* Task instructions:
Pull every line of text from the records below and reproduce it verbatim, leaving the pictures out.

[Rows from a box labeling dataset]
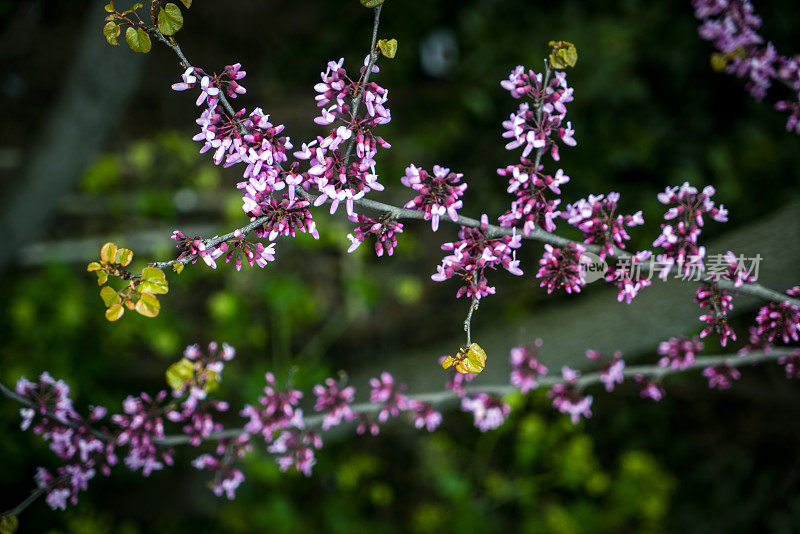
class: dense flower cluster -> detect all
[536,243,586,293]
[400,165,467,232]
[347,213,403,258]
[497,66,577,236]
[653,182,728,280]
[16,372,117,510]
[547,366,592,424]
[694,284,736,347]
[658,336,703,370]
[586,349,625,391]
[563,192,644,258]
[431,215,522,299]
[692,0,800,134]
[509,339,547,393]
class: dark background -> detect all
[0,0,800,533]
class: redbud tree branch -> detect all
[142,9,800,310]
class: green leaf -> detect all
[100,286,121,308]
[106,304,125,322]
[114,248,133,267]
[548,41,578,69]
[167,358,194,390]
[125,26,152,54]
[378,39,397,59]
[135,293,161,318]
[103,22,120,46]
[136,267,169,295]
[100,244,117,263]
[158,2,183,35]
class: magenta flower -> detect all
[547,366,592,425]
[431,214,522,298]
[563,193,644,258]
[658,336,703,370]
[347,213,403,258]
[400,165,467,232]
[703,363,742,389]
[313,378,356,430]
[509,339,547,393]
[586,350,625,391]
[461,393,511,432]
[536,243,586,294]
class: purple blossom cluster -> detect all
[509,339,547,393]
[400,165,467,232]
[347,213,403,258]
[658,336,704,370]
[586,349,625,391]
[547,365,592,424]
[497,65,577,236]
[653,182,728,280]
[431,214,522,299]
[16,372,117,510]
[563,192,644,258]
[692,0,800,134]
[536,243,586,294]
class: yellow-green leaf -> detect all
[125,26,152,54]
[548,41,578,69]
[167,358,194,390]
[136,293,161,317]
[136,267,169,295]
[378,39,397,59]
[100,286,121,308]
[103,22,120,46]
[106,304,125,322]
[114,248,133,267]
[100,244,117,263]
[158,2,183,35]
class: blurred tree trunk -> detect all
[0,0,144,271]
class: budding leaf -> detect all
[167,358,194,390]
[548,41,578,69]
[100,286,120,308]
[100,243,117,263]
[125,26,152,54]
[136,293,161,318]
[103,22,120,46]
[378,39,397,59]
[158,2,183,35]
[106,304,125,322]
[114,248,133,267]
[136,267,169,295]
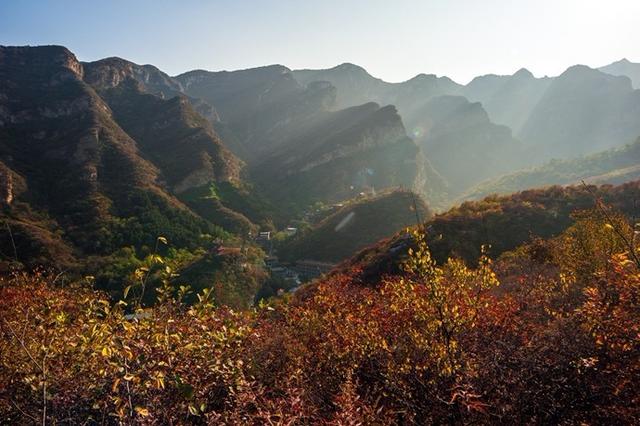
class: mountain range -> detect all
[0,46,640,303]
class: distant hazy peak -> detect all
[174,64,291,79]
[513,68,535,78]
[0,45,84,79]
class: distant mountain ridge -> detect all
[460,138,640,200]
[598,58,640,89]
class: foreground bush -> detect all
[0,212,640,425]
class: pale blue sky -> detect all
[0,0,640,83]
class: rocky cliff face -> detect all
[0,46,258,266]
[462,68,553,133]
[89,79,242,193]
[253,103,426,204]
[176,65,335,163]
[413,96,526,197]
[83,57,219,123]
[518,65,640,160]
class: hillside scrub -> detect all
[0,206,640,424]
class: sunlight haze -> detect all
[0,0,640,83]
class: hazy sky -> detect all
[0,0,640,83]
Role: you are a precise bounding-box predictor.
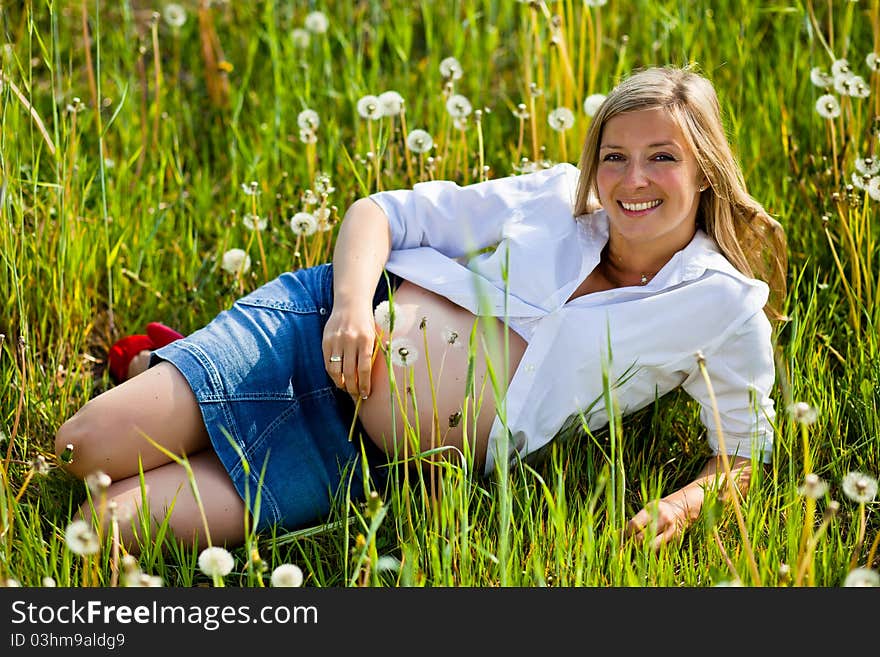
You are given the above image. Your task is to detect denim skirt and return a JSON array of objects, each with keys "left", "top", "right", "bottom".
[{"left": 150, "top": 264, "right": 394, "bottom": 531}]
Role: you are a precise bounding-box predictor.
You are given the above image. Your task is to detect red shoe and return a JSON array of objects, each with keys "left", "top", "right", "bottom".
[{"left": 107, "top": 322, "right": 183, "bottom": 384}]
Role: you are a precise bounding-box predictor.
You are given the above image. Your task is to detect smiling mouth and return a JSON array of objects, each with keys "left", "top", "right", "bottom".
[{"left": 618, "top": 199, "right": 663, "bottom": 212}]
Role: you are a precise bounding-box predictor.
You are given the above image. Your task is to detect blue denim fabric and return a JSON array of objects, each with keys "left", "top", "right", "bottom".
[{"left": 151, "top": 264, "right": 396, "bottom": 531}]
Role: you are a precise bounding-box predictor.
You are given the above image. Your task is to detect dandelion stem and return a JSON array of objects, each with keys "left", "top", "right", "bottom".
[{"left": 697, "top": 354, "right": 761, "bottom": 586}]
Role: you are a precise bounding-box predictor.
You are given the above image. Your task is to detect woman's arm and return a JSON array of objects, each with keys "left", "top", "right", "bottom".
[
  {"left": 321, "top": 198, "right": 391, "bottom": 397},
  {"left": 625, "top": 456, "right": 752, "bottom": 550}
]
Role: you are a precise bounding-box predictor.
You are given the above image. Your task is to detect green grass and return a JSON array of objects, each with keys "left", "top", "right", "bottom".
[{"left": 0, "top": 0, "right": 880, "bottom": 586}]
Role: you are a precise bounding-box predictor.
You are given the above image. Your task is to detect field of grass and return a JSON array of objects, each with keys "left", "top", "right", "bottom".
[{"left": 0, "top": 0, "right": 880, "bottom": 587}]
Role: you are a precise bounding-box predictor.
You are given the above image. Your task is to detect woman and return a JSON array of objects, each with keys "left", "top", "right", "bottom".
[{"left": 56, "top": 68, "right": 785, "bottom": 546}]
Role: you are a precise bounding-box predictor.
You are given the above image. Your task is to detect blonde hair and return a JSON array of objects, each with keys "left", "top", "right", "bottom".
[{"left": 574, "top": 67, "right": 788, "bottom": 320}]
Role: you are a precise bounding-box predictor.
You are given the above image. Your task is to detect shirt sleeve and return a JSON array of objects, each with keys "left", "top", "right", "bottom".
[
  {"left": 369, "top": 163, "right": 577, "bottom": 258},
  {"left": 681, "top": 310, "right": 776, "bottom": 463}
]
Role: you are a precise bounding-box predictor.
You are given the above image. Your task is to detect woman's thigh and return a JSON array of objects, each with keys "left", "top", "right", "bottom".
[
  {"left": 81, "top": 449, "right": 245, "bottom": 552},
  {"left": 55, "top": 363, "right": 210, "bottom": 480}
]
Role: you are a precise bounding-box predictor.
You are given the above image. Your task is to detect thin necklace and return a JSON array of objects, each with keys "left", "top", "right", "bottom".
[{"left": 602, "top": 244, "right": 657, "bottom": 287}]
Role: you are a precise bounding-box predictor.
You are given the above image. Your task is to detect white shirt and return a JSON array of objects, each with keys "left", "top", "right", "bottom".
[{"left": 370, "top": 164, "right": 775, "bottom": 474}]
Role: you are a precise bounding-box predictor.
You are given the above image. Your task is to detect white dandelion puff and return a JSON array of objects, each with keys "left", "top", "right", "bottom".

* Exercise response:
class: dense flower cluster -> detect all
[536,243,586,293]
[400,165,467,232]
[347,213,403,258]
[497,66,577,236]
[653,182,728,280]
[16,372,117,510]
[547,366,592,424]
[694,284,736,347]
[658,336,703,370]
[586,349,625,391]
[563,192,644,258]
[431,215,522,299]
[692,0,800,134]
[509,339,547,393]
class: dark background -> detect all
[0,0,800,533]
class: redbud tree branch -> detect all
[142,9,800,310]
class: green leaf -> detect all
[100,286,121,308]
[106,304,125,322]
[114,248,133,267]
[548,41,578,69]
[167,358,194,390]
[125,26,152,54]
[378,39,397,59]
[135,293,161,318]
[103,22,120,46]
[136,267,169,295]
[100,244,117,263]
[158,2,183,35]
class: magenta flower -> detect all
[547,366,592,425]
[431,214,522,298]
[563,193,644,258]
[658,336,703,370]
[347,213,403,258]
[400,165,467,232]
[703,363,742,389]
[313,378,356,430]
[509,339,547,393]
[586,350,625,391]
[461,393,511,432]
[536,243,586,294]
class: purple blossom cluster -> detect all
[509,339,547,393]
[400,165,467,232]
[347,213,403,258]
[658,336,704,370]
[586,349,625,391]
[547,365,592,424]
[497,65,577,236]
[653,182,728,280]
[431,214,522,299]
[16,372,117,510]
[563,192,644,258]
[692,0,800,134]
[536,243,586,294]
class: yellow-green leaf -> detect all
[125,26,152,54]
[548,41,578,69]
[167,358,194,390]
[136,293,161,317]
[136,267,169,295]
[378,39,397,59]
[100,286,121,308]
[103,22,120,46]
[106,304,125,322]
[114,248,133,267]
[100,244,117,263]
[158,2,183,35]
class: blurred tree trunk -> detect all
[0,0,144,271]
class: budding leaf -> detect all
[167,358,194,390]
[548,41,578,69]
[100,286,120,308]
[100,243,117,263]
[125,26,152,54]
[136,293,161,318]
[103,22,120,46]
[378,39,397,59]
[158,2,183,35]
[106,304,125,322]
[114,248,133,267]
[136,267,169,295]
class: mountain range -> detect all
[0,46,640,303]
class: distant hazy peak -> detect all
[174,64,291,79]
[513,68,535,78]
[0,45,84,79]
class: distant mountain ridge -> detect all
[460,138,640,200]
[598,58,640,89]
class: foreground bush -> detect all
[0,212,640,425]
class: pale blue sky -> detect all
[0,0,640,83]
class: rocky cliff face -> detect all
[0,46,258,266]
[462,68,553,133]
[89,79,242,193]
[253,103,426,204]
[176,65,335,163]
[413,96,526,197]
[83,57,219,123]
[518,65,640,160]
class: hillside scrub -> detect all
[0,206,640,424]
class: sunlight haze -> detect all
[0,0,640,83]
class: hazy sky -> detect all
[0,0,640,83]
Role: you are a precise bounding-box predictor.
You are given the above image. Your task is to detect denim skirt and return a JSON array of objects, each with keys "left", "top", "right", "bottom".
[{"left": 150, "top": 264, "right": 394, "bottom": 531}]
Role: you are a precise bounding-box predictor.
You are given the above image. Your task is to detect red shoe and return a JSON array of objects, each with keys "left", "top", "right", "bottom".
[{"left": 107, "top": 322, "right": 183, "bottom": 384}]
Role: you are a precise bounding-box predictor.
You are given the above image. Your task is to detect smiling mouth and return a JSON array of objects, each with keys "left", "top", "right", "bottom".
[{"left": 618, "top": 199, "right": 663, "bottom": 212}]
Role: you are a precise bounding-box predictor.
You are given the above image. Your task is to detect blue denim fabric and return a JSON array of objects, each with keys "left", "top", "right", "bottom".
[{"left": 151, "top": 264, "right": 396, "bottom": 531}]
Role: you are a precise bounding-box predictor.
You are given the above image. Your task is to detect dandelion stem and return a JSON array of objects, each with keys "left", "top", "right", "bottom".
[{"left": 697, "top": 354, "right": 761, "bottom": 586}]
Role: you are a precise bounding-box predictor.
You are given the above image. Your task is to detect woman's arm and return a JSON array of objects, each with keys "left", "top", "right", "bottom".
[
  {"left": 321, "top": 198, "right": 391, "bottom": 397},
  {"left": 625, "top": 456, "right": 752, "bottom": 550}
]
Role: you are a precise bounding-box predictor.
You are given the above image. Your task is to detect green grass and return a JSON array of objects, each with keys "left", "top", "right", "bottom".
[{"left": 0, "top": 0, "right": 880, "bottom": 586}]
Role: you are a precise bounding-box predictor.
You are given the above image. Your task is to detect field of grass and return a JSON array of objects, each with keys "left", "top", "right", "bottom".
[{"left": 0, "top": 0, "right": 880, "bottom": 587}]
Role: you are a precise bounding-box predictor.
You are given the above image. Your task is to detect woman and return a JSON array of objects, each with keys "left", "top", "right", "bottom".
[{"left": 56, "top": 68, "right": 785, "bottom": 546}]
Role: you are a precise bounding-box predictor.
You are given the above image. Your task is to detect blonde hair and return a JSON array of objects, each with keys "left", "top", "right", "bottom".
[{"left": 574, "top": 67, "right": 788, "bottom": 320}]
Role: you are a precise bounding-box predictor.
You are given the above image. Your task is to detect shirt sleeve and return a JSON array of objects, each with keys "left", "top", "right", "bottom".
[
  {"left": 369, "top": 163, "right": 577, "bottom": 258},
  {"left": 681, "top": 310, "right": 776, "bottom": 463}
]
Role: you are a precise bounding-box predictor.
You are given the above image. Your task is to detect woman's thigh and return a JSON array of objects, each with keys "left", "top", "right", "bottom".
[
  {"left": 81, "top": 449, "right": 245, "bottom": 552},
  {"left": 55, "top": 363, "right": 210, "bottom": 480}
]
Role: you are a precise bounding-box predictor.
You are given the above image. Your task is to detect thin necklace and return a JSON array of objects, each with keys "left", "top", "right", "bottom".
[{"left": 602, "top": 244, "right": 657, "bottom": 287}]
Role: you are a precise bounding-box predictor.
You are given the above image. Your task is to detect white shirt and return a JSON array of objects, each with keys "left", "top", "right", "bottom".
[{"left": 370, "top": 164, "right": 775, "bottom": 474}]
Role: you are a precise bounding-box predictor.
You are given the above image. Your task is to detect white dandelion puff and return a JSON array of objects, each with keys "left", "top", "right", "bottom".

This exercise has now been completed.